**Texto selecionado**:
____
Quase todas as aldeias indígenas e quilombolas dependem de subsídios para resolver demandas de infraestrutura local. Além disso, muitas comunidades não têm acesso a serviços básicos, como educação, saúde, eletricidade e água potável. Em muitas partes do país, a água dos rios é poluída pelo mercúrio usado na mineração de ouro, atividade geralmente desenvolvida por grandes empresas, forçando o deslocamento de moradores.
Na comunidade quilombola de Nieuw Koffiekamp, cem quilômetros ao sul de Paramaribo, no distrito de Brokopondo, moradores descrevem seu sentimento de impotência.
Em 1994, a aldeia foi incluída em uma área de mineração de ouro concedida à canadense Golden Star Resources, e os moradores resistiram à tentativa inicial de realocação. Os conflitos e as ameaças persistiram por anos, mesmo que a mina tenha trocado de mãos diversas vezes. Desde 2023, o local faz parte do portfólio da Zijin Mining Group, explorado sob o nome de Rosebel Gold Mine.
Chester Darius, líder comunitário que participou dos protestos, diz que os jovens do vilarejo agora exigem prioridade na seleção de funcionários para trabalhar na mina de ouro, considerando o impacto das atividades de mineração em suas vidas.
“Os jovens da aldeia não têm emprego. É por isso que estamos sentados aqui, olhando uns aos outros [sem fazer nada]”, lamentou Darius. “Esperamos que o governo intervenha antes que os protestos aumentem”.
Ativistas de Nieuw Koffiekamp reivindicam à Zijin autorização para que os moradores trabalhem com a mineração de pequena escala em áreas inativas da zona de concessão da empresa, onde atualmente não há mineração de ouro. Além disso, pedem que a empresa pavimente a estrada que conduz à aldeia.
Apesar dos novos protestos dos moradores em janeiro, “nada foi resolvido”, disse Darius. “Estamos contando que a empresa faça sua parte. Caso contrário, entraremos em conflito novamente”.
O Dialogue Earth entrou em contato com as mineradoras Zijin e a Grassalco, mas não obteve resposta até o dia da publicação.
Dados do governo mostram que o ouro representa mais de 80% das exportações do Suriname, enquanto a mineração responde por pouco mais de 30% das receitas da União. Não há dados oficiais sobre o status do comércio de madeira.
Diante desse cenário, o reconhecimento dos direitos à terra é um caminho necessário para enfrentar as injustiças nas zonas mais pobres do país, “permitindo com que os povos nativos e tradicionais não dependam mais do governo”, disse Ruben Ravenberg, secretário da Marron Kompas, fundação que defende o desenvolvimento sustentável no interior do Suriname.
Reconhecimento legal: história de longa data
Embora tenha havido uma onda de protestos nos últimos meses pela demarcação dos territórios indígenas e quilombolas no Suriname, essa causa remonta à independência do país há meio século. Desde então, a ex-colônia neerlandesa vê mobilizações de comunidades do interior do país em busca do reconhecimento legal de seu território.
Uma das primeiras manifestações que reivindicaram esse direito ocorreu justamente um ano após o Suriname se tornar uma nação soberana. Em dezembro de 1976, indígenas da organização Kano, que representava os povos Kaliña e Lokono, caminharam quase por 140 quilômetros da cidade de Albina até Paramaribo como forma de protesto.
____
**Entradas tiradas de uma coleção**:
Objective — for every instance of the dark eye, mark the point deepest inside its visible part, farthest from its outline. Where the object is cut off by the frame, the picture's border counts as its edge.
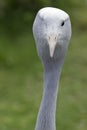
(62, 24)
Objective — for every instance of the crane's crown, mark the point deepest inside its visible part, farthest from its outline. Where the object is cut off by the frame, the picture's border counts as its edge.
(52, 32)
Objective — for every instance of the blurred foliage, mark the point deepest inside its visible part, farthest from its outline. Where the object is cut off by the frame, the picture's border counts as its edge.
(17, 15)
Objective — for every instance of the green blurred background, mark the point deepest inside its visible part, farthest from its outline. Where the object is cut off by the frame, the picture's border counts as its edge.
(21, 72)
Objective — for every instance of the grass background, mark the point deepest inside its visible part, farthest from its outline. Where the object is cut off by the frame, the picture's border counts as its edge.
(21, 80)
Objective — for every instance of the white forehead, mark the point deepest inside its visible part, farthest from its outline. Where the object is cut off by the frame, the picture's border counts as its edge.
(49, 12)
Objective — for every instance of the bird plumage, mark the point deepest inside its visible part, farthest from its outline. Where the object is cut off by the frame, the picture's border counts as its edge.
(52, 33)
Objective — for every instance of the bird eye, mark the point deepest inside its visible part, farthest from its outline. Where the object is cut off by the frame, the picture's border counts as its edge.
(62, 24)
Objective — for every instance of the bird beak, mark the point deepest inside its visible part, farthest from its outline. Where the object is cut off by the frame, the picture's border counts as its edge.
(52, 40)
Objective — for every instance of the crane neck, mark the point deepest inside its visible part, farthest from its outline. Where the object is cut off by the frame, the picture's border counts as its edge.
(46, 116)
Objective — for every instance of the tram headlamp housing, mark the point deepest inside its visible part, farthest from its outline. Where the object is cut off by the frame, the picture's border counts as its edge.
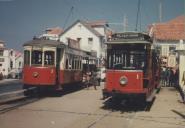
(123, 80)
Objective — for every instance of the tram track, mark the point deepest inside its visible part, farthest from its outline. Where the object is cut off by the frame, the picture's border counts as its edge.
(15, 99)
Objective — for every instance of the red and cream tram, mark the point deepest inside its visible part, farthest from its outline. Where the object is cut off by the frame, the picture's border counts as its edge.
(132, 68)
(51, 64)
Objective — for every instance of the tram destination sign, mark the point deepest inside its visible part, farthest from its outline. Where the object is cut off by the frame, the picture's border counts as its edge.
(130, 36)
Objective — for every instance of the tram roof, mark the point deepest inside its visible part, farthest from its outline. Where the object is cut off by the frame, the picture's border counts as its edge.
(130, 38)
(42, 42)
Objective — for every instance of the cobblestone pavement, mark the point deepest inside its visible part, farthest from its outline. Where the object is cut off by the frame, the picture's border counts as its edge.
(85, 109)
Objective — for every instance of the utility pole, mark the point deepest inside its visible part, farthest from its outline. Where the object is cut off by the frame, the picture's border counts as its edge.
(138, 12)
(160, 11)
(125, 23)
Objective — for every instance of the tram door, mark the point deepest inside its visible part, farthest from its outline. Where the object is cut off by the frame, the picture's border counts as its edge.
(59, 55)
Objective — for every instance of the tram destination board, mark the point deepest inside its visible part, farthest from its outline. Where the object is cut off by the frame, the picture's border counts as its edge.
(130, 36)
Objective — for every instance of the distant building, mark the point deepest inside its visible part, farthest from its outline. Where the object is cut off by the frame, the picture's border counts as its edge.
(167, 36)
(11, 62)
(52, 33)
(90, 35)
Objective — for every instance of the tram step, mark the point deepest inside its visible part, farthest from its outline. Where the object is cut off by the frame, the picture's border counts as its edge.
(151, 97)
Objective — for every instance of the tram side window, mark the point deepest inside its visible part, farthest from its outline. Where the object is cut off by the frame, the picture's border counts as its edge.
(26, 57)
(67, 63)
(49, 58)
(119, 59)
(37, 57)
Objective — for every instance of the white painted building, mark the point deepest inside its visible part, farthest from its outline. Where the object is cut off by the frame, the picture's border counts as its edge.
(91, 36)
(166, 36)
(11, 61)
(52, 33)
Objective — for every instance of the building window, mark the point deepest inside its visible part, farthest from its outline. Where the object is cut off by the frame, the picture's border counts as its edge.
(1, 52)
(1, 59)
(172, 49)
(90, 41)
(36, 57)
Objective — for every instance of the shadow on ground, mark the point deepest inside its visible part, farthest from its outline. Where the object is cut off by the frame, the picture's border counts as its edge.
(127, 106)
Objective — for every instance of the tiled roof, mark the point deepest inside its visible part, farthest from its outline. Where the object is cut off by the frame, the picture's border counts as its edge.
(97, 23)
(57, 31)
(89, 27)
(171, 30)
(85, 23)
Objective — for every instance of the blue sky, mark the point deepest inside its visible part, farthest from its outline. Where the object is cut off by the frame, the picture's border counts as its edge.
(20, 20)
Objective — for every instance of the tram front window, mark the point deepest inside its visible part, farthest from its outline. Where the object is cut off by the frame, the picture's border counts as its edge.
(36, 57)
(49, 58)
(127, 60)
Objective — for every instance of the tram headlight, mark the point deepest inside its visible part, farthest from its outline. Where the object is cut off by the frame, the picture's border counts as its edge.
(123, 80)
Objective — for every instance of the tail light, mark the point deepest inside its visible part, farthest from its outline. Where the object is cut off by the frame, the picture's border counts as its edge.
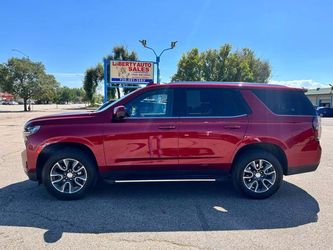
(316, 124)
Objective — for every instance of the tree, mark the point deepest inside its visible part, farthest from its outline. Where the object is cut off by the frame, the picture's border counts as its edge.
(122, 53)
(91, 79)
(48, 90)
(222, 65)
(22, 77)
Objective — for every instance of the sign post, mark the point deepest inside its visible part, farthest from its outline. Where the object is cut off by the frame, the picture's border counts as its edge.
(127, 72)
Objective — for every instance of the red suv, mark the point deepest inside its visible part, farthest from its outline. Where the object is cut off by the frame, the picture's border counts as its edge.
(256, 133)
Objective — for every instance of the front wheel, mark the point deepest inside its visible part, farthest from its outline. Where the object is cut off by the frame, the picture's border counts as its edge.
(69, 174)
(257, 174)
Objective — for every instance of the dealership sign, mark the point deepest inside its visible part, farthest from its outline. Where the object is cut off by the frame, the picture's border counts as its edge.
(131, 72)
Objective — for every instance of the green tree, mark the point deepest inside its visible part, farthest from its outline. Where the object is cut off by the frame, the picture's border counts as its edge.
(91, 79)
(48, 90)
(122, 53)
(222, 65)
(22, 77)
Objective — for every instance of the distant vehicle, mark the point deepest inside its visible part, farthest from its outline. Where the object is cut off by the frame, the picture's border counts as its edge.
(12, 103)
(325, 112)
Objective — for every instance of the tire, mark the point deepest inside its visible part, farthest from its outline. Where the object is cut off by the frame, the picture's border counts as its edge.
(69, 174)
(257, 174)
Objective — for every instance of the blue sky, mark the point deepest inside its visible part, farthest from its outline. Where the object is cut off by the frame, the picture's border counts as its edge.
(296, 37)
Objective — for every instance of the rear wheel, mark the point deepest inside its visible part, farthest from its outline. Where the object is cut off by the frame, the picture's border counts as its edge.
(257, 174)
(69, 174)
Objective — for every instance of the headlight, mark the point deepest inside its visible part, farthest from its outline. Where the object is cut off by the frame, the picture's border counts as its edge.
(30, 130)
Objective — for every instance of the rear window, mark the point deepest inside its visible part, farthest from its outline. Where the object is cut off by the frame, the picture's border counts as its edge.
(212, 102)
(285, 102)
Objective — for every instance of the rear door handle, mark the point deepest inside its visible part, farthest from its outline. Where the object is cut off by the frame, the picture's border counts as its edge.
(167, 127)
(232, 127)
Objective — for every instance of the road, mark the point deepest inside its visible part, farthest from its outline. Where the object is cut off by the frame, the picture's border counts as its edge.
(202, 215)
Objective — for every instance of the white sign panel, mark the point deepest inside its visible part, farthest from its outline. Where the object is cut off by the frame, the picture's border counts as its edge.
(131, 72)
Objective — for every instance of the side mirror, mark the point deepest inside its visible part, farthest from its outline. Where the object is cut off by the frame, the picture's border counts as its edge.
(119, 113)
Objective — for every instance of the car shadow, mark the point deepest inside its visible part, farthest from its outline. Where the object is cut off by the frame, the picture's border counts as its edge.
(154, 207)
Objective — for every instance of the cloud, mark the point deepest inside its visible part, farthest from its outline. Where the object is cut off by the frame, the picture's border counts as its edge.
(62, 74)
(308, 84)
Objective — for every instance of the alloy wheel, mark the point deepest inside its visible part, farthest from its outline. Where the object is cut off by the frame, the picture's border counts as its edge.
(68, 176)
(259, 176)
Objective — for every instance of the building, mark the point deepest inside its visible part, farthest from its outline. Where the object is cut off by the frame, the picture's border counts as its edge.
(321, 97)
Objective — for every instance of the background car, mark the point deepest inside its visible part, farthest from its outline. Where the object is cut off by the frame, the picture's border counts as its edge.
(325, 112)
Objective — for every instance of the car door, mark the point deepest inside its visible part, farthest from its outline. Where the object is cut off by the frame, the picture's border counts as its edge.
(212, 123)
(147, 139)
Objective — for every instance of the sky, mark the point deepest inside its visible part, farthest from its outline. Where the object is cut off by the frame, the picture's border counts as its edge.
(69, 36)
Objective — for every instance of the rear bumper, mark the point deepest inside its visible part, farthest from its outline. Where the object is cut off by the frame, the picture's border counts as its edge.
(302, 169)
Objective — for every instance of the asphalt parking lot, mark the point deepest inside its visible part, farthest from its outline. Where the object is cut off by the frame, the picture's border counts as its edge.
(204, 215)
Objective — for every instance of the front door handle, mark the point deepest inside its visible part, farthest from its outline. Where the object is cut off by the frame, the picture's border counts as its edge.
(232, 127)
(167, 127)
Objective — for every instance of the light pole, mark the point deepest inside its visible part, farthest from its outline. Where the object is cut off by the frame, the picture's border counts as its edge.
(24, 55)
(158, 57)
(19, 51)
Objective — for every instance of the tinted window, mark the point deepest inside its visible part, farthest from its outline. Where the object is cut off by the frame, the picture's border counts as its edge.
(156, 103)
(285, 102)
(212, 102)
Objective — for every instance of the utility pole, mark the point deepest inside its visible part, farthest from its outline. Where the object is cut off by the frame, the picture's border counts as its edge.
(158, 57)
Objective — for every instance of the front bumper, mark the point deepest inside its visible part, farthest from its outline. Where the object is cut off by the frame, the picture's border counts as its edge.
(302, 169)
(32, 175)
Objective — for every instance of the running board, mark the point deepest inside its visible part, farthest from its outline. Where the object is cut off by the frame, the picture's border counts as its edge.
(166, 180)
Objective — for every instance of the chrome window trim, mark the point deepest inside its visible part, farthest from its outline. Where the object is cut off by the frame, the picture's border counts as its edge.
(186, 117)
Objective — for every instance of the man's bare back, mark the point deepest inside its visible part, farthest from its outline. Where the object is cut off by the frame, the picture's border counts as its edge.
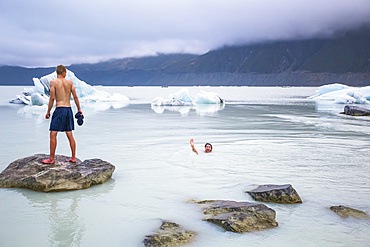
(60, 91)
(62, 88)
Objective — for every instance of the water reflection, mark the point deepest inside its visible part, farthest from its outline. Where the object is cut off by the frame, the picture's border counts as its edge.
(62, 209)
(201, 109)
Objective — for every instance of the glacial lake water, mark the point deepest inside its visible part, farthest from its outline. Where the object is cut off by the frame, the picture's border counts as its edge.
(267, 135)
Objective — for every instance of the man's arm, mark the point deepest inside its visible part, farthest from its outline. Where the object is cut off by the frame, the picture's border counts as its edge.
(75, 98)
(51, 99)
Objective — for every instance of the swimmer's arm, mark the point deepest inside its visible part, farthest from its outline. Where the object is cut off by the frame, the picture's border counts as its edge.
(192, 146)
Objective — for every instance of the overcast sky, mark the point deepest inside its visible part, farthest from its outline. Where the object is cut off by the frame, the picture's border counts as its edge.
(41, 33)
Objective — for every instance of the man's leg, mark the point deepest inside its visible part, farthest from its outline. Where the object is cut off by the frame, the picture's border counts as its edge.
(53, 146)
(72, 144)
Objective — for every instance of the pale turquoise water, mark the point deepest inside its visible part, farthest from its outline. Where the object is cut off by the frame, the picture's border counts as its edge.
(262, 135)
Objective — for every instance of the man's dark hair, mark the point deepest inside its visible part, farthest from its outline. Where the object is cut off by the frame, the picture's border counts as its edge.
(208, 144)
(60, 69)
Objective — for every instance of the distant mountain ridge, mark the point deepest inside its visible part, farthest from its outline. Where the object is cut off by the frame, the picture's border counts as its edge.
(312, 62)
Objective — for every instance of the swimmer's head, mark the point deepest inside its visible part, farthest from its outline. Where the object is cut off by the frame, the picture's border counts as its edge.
(61, 69)
(208, 147)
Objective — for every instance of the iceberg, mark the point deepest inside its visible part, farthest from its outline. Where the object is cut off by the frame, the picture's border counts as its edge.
(183, 98)
(39, 94)
(342, 94)
(205, 103)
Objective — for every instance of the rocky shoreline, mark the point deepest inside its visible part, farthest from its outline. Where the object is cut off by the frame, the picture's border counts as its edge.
(238, 217)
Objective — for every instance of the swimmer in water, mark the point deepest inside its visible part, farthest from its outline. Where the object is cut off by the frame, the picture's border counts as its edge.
(207, 147)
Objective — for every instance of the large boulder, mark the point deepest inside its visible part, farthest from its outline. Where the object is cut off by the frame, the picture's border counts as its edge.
(356, 111)
(169, 234)
(239, 217)
(345, 212)
(275, 193)
(31, 173)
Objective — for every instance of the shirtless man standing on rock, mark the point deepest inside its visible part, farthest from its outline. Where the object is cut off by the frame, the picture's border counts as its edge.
(62, 119)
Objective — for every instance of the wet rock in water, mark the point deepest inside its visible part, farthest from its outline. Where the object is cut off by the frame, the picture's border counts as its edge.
(356, 111)
(239, 217)
(31, 173)
(275, 193)
(169, 234)
(345, 212)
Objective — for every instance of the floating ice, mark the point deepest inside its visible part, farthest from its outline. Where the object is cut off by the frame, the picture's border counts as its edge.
(183, 98)
(39, 94)
(343, 94)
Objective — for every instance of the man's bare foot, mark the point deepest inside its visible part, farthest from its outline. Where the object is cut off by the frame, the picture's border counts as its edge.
(48, 161)
(73, 160)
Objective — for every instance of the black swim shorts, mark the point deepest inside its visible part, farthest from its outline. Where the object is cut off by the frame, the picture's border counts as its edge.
(62, 119)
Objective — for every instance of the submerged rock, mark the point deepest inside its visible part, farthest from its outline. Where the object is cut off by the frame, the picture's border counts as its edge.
(31, 173)
(275, 193)
(356, 111)
(345, 212)
(169, 234)
(239, 217)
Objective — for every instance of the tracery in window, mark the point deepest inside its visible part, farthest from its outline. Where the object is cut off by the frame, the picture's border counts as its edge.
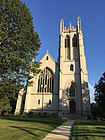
(45, 81)
(67, 47)
(72, 90)
(74, 41)
(46, 57)
(71, 67)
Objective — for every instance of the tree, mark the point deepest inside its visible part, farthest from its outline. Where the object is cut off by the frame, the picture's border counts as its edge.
(19, 45)
(100, 95)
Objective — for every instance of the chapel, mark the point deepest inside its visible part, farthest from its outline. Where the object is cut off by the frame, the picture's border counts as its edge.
(61, 87)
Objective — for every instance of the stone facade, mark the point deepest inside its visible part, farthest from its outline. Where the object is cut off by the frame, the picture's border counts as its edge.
(61, 86)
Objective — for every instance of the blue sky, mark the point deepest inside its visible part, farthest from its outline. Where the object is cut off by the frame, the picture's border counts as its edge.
(46, 16)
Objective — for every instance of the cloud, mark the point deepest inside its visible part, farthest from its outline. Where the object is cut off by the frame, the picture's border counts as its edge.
(91, 93)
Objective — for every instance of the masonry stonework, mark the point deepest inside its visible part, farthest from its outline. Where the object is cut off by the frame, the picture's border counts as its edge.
(61, 87)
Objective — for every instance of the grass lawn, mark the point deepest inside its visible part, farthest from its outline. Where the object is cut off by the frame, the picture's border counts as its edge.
(89, 130)
(26, 128)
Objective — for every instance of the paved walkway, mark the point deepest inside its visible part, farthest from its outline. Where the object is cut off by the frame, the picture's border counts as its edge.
(63, 132)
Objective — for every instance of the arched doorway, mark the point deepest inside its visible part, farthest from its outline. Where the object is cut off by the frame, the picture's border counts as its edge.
(72, 106)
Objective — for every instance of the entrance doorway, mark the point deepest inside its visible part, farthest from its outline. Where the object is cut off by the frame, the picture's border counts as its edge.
(72, 106)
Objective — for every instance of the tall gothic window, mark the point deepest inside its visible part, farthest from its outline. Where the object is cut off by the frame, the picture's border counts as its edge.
(67, 47)
(74, 41)
(72, 91)
(45, 81)
(71, 67)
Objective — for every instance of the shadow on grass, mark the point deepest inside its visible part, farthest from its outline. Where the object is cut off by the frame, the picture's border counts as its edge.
(28, 130)
(90, 122)
(50, 121)
(23, 129)
(87, 129)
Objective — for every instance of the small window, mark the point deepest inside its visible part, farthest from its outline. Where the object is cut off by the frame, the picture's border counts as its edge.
(47, 58)
(49, 102)
(71, 67)
(38, 102)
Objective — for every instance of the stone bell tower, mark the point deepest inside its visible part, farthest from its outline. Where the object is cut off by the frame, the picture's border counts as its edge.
(74, 95)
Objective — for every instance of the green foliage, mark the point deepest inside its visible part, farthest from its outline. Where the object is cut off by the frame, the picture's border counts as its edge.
(19, 44)
(100, 95)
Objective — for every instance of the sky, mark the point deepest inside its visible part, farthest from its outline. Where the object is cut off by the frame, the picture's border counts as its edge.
(46, 17)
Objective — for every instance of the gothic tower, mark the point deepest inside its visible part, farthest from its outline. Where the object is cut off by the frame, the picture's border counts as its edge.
____
Segundo o texto selecionado, de qual cidade partiram os indígenas da organização Kano na caminhada de protesto até Paramaribo em dezembro de 1976?

**Resposta do exercício**: Da cidade de Albina.